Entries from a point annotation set
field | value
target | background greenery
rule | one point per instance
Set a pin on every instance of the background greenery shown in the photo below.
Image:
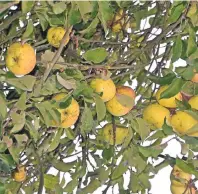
(145, 54)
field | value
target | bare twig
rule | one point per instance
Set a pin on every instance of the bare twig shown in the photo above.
(57, 55)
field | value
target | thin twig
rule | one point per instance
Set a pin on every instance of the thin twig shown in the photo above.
(57, 55)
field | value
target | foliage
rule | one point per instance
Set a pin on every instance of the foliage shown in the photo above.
(138, 52)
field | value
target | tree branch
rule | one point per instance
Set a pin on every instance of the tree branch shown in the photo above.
(57, 55)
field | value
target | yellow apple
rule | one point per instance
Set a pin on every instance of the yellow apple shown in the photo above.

**Task to complete**
Output the records above exactly as they are, leaving out the pictures.

**Answer to this task**
field | value
target | background greenery
rule | one point per instance
Set a pin on every instance of the background greenery shown in the photo below.
Image:
(145, 54)
field | value
target | bare twig
rule | one point per instance
Set a pin on every instance of the bare twig shown in the photo above.
(57, 55)
field | value
target | thin twig
rule | one point per instance
Set a pin on every instance of the thin twig shown in the photo above.
(57, 55)
field | value
target | foliage
rule | one point per instance
Set a pin on every instance of the foliage shown in the photo above.
(138, 52)
field | value
target | tree branch
rule | one point per instance
Set a pin on every instance of the tree branch shown in the photo above.
(57, 55)
field | value
target | yellow apple
rule | one point per instance
Set a pin on every instance of the yellow apple shown in the photo above.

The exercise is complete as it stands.